Dataset records about object locations:
## Begin

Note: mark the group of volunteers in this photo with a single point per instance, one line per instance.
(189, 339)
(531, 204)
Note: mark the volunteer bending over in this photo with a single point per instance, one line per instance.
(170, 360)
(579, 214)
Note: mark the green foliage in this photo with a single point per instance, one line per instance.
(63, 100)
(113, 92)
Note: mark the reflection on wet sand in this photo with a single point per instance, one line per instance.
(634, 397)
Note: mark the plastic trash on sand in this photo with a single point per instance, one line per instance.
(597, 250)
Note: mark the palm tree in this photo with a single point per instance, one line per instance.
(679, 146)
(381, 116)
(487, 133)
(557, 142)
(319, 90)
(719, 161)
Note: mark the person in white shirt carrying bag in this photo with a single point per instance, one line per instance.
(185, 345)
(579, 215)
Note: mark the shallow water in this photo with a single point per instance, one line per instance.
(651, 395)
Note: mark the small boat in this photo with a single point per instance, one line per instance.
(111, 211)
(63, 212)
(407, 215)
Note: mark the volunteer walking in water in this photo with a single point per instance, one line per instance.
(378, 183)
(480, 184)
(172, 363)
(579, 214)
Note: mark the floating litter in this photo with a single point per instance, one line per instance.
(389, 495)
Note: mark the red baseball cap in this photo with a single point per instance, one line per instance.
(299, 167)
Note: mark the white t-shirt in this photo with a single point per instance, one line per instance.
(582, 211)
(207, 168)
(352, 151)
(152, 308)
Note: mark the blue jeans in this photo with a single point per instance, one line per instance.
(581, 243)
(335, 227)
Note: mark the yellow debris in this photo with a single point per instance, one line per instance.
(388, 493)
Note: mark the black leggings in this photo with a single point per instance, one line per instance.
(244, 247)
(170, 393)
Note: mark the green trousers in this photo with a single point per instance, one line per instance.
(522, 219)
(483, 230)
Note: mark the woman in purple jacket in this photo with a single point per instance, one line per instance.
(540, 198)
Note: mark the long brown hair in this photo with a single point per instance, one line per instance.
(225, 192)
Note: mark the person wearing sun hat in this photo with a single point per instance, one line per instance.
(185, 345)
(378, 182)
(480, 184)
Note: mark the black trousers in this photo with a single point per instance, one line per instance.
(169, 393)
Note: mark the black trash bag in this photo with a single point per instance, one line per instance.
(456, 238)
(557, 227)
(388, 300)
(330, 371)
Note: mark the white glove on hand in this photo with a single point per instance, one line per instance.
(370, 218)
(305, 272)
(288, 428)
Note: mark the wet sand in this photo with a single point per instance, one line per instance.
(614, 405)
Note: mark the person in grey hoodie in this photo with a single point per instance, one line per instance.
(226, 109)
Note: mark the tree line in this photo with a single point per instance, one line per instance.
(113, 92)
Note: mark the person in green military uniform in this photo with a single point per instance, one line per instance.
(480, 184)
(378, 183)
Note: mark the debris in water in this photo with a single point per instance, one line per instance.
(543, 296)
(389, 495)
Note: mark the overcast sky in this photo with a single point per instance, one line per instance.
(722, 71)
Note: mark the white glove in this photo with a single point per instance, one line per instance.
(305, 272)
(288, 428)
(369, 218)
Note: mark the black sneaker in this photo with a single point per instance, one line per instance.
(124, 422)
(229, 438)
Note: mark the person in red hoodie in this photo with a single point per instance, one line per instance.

## End

> **Problem to work on**: Extract all of the data shown above and repeat it verbatim.

> **Output of the task**:
Note: mark the group of volunteers in this photo with a single point per instance, one line per instance.
(189, 339)
(531, 204)
Note: mark the volunteer bending over in this photo with a single point per instance, one line per instance.
(170, 360)
(579, 214)
Note: mark the green foliage in this photo with a single point per instance, one line per instance.
(63, 100)
(113, 92)
Note: mark the reflection on wet sand in this photo with a single point per instance, one line per instance.
(634, 397)
Note: mark the plastic trash on sand in this photo with a single point per instance, one line per instance.
(597, 250)
Note: mark the palm tree in this photo with a single point per instance, one line per instance.
(679, 146)
(381, 116)
(487, 133)
(557, 142)
(319, 90)
(719, 161)
Note: mark the person in white shirt carrying bag in this photo with a single point per instance, one line per instance.
(185, 345)
(579, 215)
Note: mark the shallow water in this photo with a single point per instance, one line per instance.
(651, 395)
Note: mark the small boat in this photo with a single point per instance, one line per instance.
(111, 211)
(63, 212)
(407, 215)
Note: mark the volunteer walking in water in this photo with a single point per instance, one line per instance.
(378, 183)
(480, 184)
(172, 363)
(579, 214)
Note: mark the floating litter in this photo with a single point per instance, one line per instance.
(389, 495)
Note: mark the red baseball cap in this photo with a single point per instance, one line per instance.
(299, 167)
Note: mark the white t-shirt in this photo with a single point per instance, one line per instance.
(582, 211)
(207, 168)
(352, 151)
(152, 308)
Note: mark the blue jeans in this photo with a single point per instance, one line per instance.
(581, 243)
(335, 227)
Note: mark the yellow debris in this photo with a single point per instance, one line per instance.
(388, 493)
Note: mark the black leggings in this photo with a single point per instance, one line per instance.
(244, 247)
(170, 393)
Note: mark the green trousers in this photo with a single point per instance, one line per instance.
(522, 219)
(483, 230)
Note: mark the woman in purple jacket in this photo with a single point per instance, one line per instance.
(540, 198)
Note: mark the long brown hair in this photo with a single point per instance, one line per instance.
(225, 192)
Note: mark the person wearing sun hat in this photo with a single point per instance, one line per instance.
(185, 345)
(378, 182)
(480, 184)
Note: mark the black trousers in this photo with a single point per instance, one line per instance.
(169, 393)
Note: mark the black trash bag in this photo with a single point per instance, one line per instance.
(456, 238)
(557, 227)
(388, 300)
(330, 371)
Note: mark the white glove on hand in this photo with a single point per instance, one line per instance.
(370, 218)
(305, 272)
(288, 428)
Note: mark the wet sand in this photo with a single point per instance, one line per instance.
(614, 405)
Note: mark the person in grey hoodie in this photo with a single point per instance, one line per instance.
(226, 109)
Note: mark the tree line in this photo with a single point per instance, one line per instance.
(113, 92)
Note: mark the person in green military uniform in this photo with a single point per instance, one line per instance.
(480, 184)
(378, 183)
Note: mark the debris in water in this photo with a single point per instance, one line per instance.
(543, 296)
(389, 495)
Note: mark the overcast sky in this photo with a single point per instance, one line per instance.
(722, 71)
Note: mark the white glove in this photo with a single point per instance, one line per instance.
(305, 272)
(288, 428)
(369, 218)
Note: mark the black sneaker in this photo with a single point per instance, one line per instance.
(124, 422)
(229, 438)
Note: mark the person in red hoodie in this photo with a single point per instance, one line per instance.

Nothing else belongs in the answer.